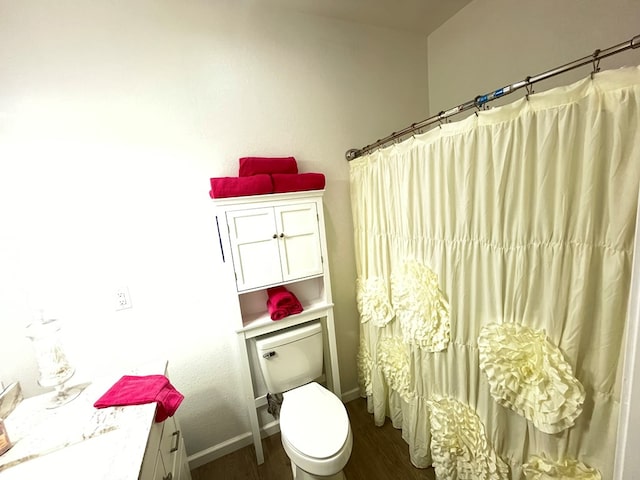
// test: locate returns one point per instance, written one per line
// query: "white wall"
(113, 116)
(492, 43)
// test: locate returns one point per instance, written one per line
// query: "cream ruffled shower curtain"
(494, 260)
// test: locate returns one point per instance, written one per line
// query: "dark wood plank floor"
(378, 453)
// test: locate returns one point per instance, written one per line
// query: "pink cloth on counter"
(223, 187)
(138, 390)
(284, 182)
(259, 165)
(282, 303)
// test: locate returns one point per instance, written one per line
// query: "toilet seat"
(314, 421)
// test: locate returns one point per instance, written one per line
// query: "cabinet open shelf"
(259, 324)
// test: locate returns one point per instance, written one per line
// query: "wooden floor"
(378, 453)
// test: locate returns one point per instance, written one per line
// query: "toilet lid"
(314, 421)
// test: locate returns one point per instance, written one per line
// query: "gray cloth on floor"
(274, 401)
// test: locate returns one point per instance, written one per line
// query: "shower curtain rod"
(481, 100)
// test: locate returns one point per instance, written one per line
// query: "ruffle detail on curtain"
(393, 359)
(373, 301)
(459, 446)
(365, 365)
(421, 307)
(529, 375)
(540, 468)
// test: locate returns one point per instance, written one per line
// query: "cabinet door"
(254, 247)
(299, 237)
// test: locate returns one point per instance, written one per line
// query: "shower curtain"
(494, 261)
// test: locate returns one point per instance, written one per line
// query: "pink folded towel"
(223, 187)
(284, 182)
(136, 390)
(282, 303)
(257, 165)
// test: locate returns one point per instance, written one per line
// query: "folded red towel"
(257, 165)
(137, 390)
(223, 187)
(282, 303)
(284, 182)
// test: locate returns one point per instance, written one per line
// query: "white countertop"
(77, 441)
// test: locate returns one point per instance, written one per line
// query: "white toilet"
(314, 425)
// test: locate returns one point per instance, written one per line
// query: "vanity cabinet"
(266, 241)
(165, 455)
(78, 441)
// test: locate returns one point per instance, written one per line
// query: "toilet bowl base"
(299, 474)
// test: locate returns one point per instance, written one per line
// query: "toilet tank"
(291, 358)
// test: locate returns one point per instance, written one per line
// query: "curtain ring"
(529, 88)
(595, 62)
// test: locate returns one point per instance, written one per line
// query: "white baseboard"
(229, 446)
(351, 395)
(236, 443)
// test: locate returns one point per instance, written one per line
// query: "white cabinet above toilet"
(272, 240)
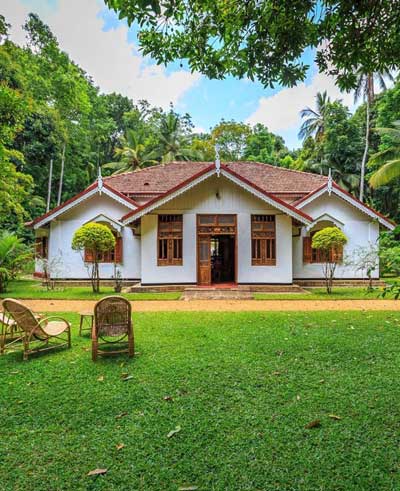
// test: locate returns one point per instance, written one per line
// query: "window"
(169, 240)
(311, 255)
(41, 247)
(114, 255)
(263, 240)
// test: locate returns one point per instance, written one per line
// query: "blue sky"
(107, 49)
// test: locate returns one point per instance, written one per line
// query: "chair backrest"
(21, 314)
(112, 316)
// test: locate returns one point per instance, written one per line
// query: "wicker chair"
(112, 327)
(9, 332)
(34, 329)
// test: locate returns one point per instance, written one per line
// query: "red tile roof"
(160, 179)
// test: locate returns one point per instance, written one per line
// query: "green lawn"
(339, 293)
(31, 289)
(241, 386)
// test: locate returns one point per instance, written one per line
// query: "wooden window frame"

──────────

● WORK TO BE COMPLETED: Give back the full listing exactly, with pictures dropped.

● RESULT:
// test: locate returns one point per instance, written one per line
// query: "white wall"
(113, 116)
(492, 43)
// test: locate returns one point per instance, written one per line
// query: "cream ruffled shower curtain"
(494, 260)
// test: locate returns one point per instance, written one per line
// query: "dark wood plank floor"
(378, 453)
// test: locate returns one point per instance, written one per line
// query: "pink cloth on counter"
(223, 187)
(138, 390)
(284, 182)
(259, 165)
(282, 303)
// test: locate returns one point per instance, written one per line
// query: "toilet seat"
(314, 421)
// test: locate returns one point per instance, written one per line
// query: "cabinet open shelf"
(259, 324)
// test: locate returns one point per instance, written one per line
// query: "wooden floor"
(378, 453)
// test: locate returns one point per instance, written one per line
// query: "toilet lid"
(314, 421)
// test: locate returns one point per instance, written one per line
// query: "gray cloth on floor"
(274, 401)
// test: locate returns one point per instance, written one per line
// query: "shower curtain rod"
(481, 100)
// test: locate returns one point per instance, written one per line
// query: "ruffle detail on curtain"
(393, 359)
(373, 301)
(459, 446)
(365, 365)
(421, 307)
(529, 375)
(540, 468)
// test: locate returns one point per instance, written one per line
// query: "cabinet door"
(254, 247)
(299, 237)
// test: locate returns one point per instance, written one per line
// query: "shower curtain"
(494, 261)
// test: locate returns one point per instance, written one per line
// query: "pink folded towel"
(223, 187)
(284, 182)
(136, 390)
(282, 303)
(257, 165)
// test: locate returns one point per instance, written one per line
// query: "folded red towel"
(257, 165)
(137, 390)
(223, 187)
(282, 303)
(284, 182)
// test: locate returns one point per instance, written one per line
// query: "white countertop"
(77, 441)
// test: locate returns one point per instance, written one per line
// query: "white toilet"
(314, 425)
// test: locate returns one point per instance, written one per line
// query: "vanity cabinet"
(266, 241)
(165, 455)
(78, 441)
// test: locate returns one point per instance, written one per line
// query: "toilet bowl base"
(299, 474)
// test: locate returns one point per instance, written one per line
// query: "toilet tank"
(291, 358)
// test: locate returns one point per instance, written one per line
// query: "curtain ring"
(529, 88)
(595, 62)
// test: locate returns one point per instance, written one per line
// query: "white baseboard"
(229, 446)
(351, 395)
(236, 443)
// test: locate returns one point per instance, written one per line
// query: "white cabinet above toilet"
(272, 240)
// test: locate returns one point per instance, written one per line
// query: "window"
(169, 240)
(311, 255)
(41, 247)
(114, 255)
(263, 240)
// test: locate returns one point per instance, written one per line
// query: "blue sky"
(107, 49)
// test: locate returns one point per instance, written one per line
// query: "chair backrest"
(21, 314)
(112, 316)
// test: locate returns one point per instance, written one per line
// query: "wicker chair"
(112, 327)
(9, 332)
(34, 329)
// test: locate returns one point per instance, written one per line
// query: "red tile roof"
(160, 179)
// test: locate returns one point per instance, written one per line
// query: "green lawn"
(339, 293)
(31, 289)
(241, 386)
// test: locate returns one point per instance, written one per line
// query: "wooden window frame"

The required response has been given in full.